TASK TO COMPLETE: Take the records below from their first line to the line with "Target: beige knit sweater", and restate those lines word for word.

(Records excerpted from a collection)

::::

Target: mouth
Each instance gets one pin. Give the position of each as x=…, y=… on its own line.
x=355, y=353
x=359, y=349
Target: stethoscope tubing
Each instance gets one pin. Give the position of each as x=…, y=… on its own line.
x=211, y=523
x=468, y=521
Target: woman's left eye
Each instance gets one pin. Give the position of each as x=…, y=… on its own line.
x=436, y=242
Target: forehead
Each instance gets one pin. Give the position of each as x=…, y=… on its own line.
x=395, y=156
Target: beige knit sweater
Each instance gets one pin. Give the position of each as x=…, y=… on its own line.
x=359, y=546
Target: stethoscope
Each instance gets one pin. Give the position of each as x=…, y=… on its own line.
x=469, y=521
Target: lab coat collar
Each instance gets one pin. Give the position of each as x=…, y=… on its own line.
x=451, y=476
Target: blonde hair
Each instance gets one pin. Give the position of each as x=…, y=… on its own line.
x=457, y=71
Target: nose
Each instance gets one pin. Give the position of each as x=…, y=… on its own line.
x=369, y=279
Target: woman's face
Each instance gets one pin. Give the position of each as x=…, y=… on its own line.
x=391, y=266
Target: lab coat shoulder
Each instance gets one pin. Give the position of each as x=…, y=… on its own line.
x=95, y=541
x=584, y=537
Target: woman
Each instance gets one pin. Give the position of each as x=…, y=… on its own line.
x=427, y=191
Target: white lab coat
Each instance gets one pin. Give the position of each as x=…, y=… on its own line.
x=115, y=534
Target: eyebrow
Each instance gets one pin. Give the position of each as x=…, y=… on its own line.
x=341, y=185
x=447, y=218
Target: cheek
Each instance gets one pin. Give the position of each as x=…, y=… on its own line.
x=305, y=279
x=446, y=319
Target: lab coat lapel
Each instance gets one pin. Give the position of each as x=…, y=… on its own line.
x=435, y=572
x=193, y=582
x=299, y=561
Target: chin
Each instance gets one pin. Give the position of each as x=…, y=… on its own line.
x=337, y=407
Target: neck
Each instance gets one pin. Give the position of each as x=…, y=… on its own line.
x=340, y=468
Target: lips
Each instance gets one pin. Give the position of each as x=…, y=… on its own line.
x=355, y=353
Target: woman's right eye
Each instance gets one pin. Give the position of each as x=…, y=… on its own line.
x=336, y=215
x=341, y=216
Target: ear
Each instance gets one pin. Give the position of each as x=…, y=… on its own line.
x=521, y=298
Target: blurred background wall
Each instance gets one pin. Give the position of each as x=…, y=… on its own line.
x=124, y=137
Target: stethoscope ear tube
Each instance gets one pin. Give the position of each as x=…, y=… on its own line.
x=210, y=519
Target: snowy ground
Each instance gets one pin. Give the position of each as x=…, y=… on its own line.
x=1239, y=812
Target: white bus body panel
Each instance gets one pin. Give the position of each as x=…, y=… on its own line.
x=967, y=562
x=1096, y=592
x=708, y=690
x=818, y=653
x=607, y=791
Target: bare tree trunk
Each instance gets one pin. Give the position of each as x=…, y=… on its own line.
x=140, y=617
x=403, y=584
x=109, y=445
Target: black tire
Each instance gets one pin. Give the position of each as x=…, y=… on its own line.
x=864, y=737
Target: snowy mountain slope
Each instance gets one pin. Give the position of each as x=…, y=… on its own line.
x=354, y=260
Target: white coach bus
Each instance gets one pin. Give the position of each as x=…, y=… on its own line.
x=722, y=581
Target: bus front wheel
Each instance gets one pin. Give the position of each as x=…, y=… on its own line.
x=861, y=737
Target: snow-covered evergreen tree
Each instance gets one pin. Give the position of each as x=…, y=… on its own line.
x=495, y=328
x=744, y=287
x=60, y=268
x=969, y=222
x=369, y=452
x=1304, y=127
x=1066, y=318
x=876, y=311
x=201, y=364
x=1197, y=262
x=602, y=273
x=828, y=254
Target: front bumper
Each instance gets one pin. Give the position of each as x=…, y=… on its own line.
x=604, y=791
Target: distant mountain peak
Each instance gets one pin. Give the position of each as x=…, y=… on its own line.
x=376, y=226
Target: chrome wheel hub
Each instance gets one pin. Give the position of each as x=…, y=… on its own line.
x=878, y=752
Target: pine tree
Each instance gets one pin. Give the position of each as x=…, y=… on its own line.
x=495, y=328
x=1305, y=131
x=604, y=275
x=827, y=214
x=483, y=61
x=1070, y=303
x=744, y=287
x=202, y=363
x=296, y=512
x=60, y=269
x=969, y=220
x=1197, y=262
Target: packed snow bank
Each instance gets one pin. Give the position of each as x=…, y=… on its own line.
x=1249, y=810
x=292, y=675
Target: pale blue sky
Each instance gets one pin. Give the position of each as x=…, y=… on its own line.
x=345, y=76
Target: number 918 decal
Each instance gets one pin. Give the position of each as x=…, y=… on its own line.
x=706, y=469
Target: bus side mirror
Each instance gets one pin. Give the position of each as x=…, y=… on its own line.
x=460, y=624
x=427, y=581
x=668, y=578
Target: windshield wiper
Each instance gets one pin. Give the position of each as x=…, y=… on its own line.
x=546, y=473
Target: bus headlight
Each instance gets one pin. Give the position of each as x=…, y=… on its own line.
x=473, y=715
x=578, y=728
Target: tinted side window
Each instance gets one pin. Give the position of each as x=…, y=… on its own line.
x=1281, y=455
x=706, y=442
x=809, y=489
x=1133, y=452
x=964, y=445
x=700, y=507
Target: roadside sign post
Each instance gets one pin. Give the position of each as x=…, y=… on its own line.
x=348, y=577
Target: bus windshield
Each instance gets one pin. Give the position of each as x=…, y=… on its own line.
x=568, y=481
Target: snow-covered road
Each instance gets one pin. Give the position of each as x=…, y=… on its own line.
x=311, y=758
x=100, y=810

::::

SOLUTION TO THIS EXERCISE:
Target: mouth
Each instance gets one pin. Give the position of each as x=…, y=… on its own line.
x=355, y=353
x=359, y=349
Target: stethoscope tubing
Each instance gets one pin. Give the position of each as x=…, y=… on its own line.
x=211, y=523
x=468, y=521
Target: woman's left eye
Each instance gets one pin. Give the position of each as x=…, y=… on its own line.
x=436, y=242
Target: forehead
Each instance gets one pin. Give the position of each as x=…, y=… on its own line.
x=395, y=156
Target: beige knit sweater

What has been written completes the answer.